[The data]
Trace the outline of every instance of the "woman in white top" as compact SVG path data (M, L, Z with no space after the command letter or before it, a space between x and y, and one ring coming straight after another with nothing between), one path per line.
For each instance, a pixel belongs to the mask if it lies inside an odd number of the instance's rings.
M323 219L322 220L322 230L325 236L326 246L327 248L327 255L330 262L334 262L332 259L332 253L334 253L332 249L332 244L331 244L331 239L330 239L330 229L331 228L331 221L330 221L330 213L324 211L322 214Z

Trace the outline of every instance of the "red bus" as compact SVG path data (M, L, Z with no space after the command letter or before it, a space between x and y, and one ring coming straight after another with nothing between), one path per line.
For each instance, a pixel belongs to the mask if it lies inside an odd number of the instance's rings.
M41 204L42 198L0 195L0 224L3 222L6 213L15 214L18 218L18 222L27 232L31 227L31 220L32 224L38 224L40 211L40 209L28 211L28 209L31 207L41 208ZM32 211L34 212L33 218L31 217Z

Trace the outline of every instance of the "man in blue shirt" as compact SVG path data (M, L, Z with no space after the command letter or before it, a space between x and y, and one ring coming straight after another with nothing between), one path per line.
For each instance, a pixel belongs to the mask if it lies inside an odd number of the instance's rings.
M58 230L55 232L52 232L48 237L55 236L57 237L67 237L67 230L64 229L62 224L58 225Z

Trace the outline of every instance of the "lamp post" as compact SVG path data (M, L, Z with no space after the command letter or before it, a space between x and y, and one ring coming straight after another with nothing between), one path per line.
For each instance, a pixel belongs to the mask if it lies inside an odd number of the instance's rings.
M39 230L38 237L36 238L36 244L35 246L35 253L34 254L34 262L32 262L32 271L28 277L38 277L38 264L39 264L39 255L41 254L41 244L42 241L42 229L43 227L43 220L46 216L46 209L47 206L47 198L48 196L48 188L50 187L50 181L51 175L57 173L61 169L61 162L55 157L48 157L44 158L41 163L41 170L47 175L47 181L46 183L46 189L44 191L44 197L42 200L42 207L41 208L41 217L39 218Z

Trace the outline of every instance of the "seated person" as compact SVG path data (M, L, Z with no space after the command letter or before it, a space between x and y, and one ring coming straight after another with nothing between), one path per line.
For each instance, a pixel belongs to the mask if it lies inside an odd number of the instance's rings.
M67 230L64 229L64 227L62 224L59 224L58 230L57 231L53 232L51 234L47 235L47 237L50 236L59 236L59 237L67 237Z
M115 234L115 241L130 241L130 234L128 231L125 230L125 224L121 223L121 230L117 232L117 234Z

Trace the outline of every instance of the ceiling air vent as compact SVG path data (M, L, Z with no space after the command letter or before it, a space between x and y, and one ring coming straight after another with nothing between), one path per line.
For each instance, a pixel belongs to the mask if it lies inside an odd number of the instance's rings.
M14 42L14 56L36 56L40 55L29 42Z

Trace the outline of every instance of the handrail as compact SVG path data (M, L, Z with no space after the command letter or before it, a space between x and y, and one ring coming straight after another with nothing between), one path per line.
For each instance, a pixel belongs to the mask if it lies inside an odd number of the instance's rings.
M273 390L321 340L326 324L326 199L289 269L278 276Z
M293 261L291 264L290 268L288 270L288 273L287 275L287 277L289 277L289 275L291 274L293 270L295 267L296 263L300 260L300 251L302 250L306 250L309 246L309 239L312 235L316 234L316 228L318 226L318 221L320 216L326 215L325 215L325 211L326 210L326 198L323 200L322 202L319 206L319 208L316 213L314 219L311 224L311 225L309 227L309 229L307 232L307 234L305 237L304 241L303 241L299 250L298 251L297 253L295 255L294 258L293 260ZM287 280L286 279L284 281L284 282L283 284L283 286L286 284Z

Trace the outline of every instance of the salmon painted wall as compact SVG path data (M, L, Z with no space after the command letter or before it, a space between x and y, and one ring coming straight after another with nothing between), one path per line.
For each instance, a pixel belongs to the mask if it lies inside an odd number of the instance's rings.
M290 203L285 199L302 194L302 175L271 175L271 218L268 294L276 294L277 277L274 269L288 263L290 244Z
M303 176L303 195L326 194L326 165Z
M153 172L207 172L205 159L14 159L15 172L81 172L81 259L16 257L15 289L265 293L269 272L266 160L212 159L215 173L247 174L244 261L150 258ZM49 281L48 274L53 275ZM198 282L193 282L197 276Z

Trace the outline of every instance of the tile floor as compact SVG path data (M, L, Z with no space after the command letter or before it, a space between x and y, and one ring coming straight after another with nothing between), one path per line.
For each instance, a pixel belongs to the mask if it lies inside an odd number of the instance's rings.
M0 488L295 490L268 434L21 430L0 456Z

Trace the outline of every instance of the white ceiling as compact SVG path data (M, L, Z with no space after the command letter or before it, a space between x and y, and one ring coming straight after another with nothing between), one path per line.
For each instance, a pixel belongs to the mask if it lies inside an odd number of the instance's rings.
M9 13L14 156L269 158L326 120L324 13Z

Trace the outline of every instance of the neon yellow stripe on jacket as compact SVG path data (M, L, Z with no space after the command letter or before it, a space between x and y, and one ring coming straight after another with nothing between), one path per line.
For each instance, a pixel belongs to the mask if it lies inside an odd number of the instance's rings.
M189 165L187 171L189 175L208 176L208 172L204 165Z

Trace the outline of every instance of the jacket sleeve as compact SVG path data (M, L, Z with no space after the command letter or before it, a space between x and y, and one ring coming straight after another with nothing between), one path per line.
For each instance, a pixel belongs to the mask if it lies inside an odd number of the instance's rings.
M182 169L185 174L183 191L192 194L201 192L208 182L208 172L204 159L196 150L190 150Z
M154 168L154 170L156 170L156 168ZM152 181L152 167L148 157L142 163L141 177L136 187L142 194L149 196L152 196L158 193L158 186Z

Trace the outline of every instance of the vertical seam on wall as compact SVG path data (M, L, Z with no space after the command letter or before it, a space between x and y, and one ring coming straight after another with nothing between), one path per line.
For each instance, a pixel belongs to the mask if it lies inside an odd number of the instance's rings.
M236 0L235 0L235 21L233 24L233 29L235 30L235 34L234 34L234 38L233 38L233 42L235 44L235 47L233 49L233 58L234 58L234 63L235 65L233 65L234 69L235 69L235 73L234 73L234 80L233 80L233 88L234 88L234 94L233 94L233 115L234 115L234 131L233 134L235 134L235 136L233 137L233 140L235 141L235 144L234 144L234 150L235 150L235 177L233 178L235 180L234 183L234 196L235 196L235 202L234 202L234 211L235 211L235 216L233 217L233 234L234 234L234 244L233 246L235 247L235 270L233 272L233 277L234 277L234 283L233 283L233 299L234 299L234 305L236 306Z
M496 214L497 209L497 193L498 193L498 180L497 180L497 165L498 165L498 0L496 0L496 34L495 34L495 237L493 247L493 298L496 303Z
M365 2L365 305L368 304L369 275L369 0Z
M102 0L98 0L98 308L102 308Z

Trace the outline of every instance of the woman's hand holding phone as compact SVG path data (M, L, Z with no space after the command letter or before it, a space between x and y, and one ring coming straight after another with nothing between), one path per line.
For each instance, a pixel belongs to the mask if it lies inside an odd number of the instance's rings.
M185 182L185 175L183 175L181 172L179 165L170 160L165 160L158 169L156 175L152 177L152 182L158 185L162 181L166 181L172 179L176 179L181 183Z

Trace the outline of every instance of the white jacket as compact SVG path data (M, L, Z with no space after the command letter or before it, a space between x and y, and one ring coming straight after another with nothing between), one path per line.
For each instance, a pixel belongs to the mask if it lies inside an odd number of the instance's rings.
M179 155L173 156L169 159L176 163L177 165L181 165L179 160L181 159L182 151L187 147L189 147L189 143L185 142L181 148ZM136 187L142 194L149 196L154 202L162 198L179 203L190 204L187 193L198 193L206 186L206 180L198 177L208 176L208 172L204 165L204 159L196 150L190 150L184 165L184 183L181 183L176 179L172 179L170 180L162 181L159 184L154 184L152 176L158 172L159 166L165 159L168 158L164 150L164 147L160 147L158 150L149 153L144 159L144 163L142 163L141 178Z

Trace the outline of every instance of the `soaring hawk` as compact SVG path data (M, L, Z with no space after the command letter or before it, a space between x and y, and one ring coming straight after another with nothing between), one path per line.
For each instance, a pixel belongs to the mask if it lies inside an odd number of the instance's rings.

[To do] Repeat the entries from the start through the line containing "M58 230L55 232L52", replacing "outline" with "contour" and changing nothing else.

[Response to this task]
Trace the contour of every instance of the "woman in white top" as compact SVG path data (M, L, Z with no space after the command letter or before it, a space between x and y, and one ring coming straight after another with nothing between), one path per line.
For each instance, a pixel belongs to the mask if it lies inside an odd number of the instance's rings.
M323 219L322 220L322 230L325 236L326 246L327 248L327 255L330 262L334 262L332 259L332 253L334 253L332 249L332 244L331 244L331 239L330 239L330 229L331 228L331 221L330 221L330 213L324 211L322 214Z

Trace the contour of every instance of the "red bus" as compact SVG path data (M, L, Z with no space after the command letter or before it, a space between x and y, and one ring coming straight after another with nothing between), one path per line.
For each instance, a pixel belongs to the mask if it lies inside an odd number of the instance's rings.
M41 204L42 198L0 195L0 224L3 222L6 213L15 214L18 218L18 222L27 232L31 227L31 220L32 224L38 224L40 211L40 209L28 211L28 209L31 207L41 208ZM32 211L34 212L33 218L31 217Z

Trace the contour of every instance of the "man in blue shirt" as compact SVG path data (M, L, Z with no space after the command letter or before it, a space between x and y, and one ring coming straight after another with nothing between), one path per line.
For each instance, a pixel belongs to the mask if it lies inside an odd number of the instance's rings.
M58 230L55 232L52 232L48 237L55 236L57 237L67 237L67 230L64 229L62 224L58 225Z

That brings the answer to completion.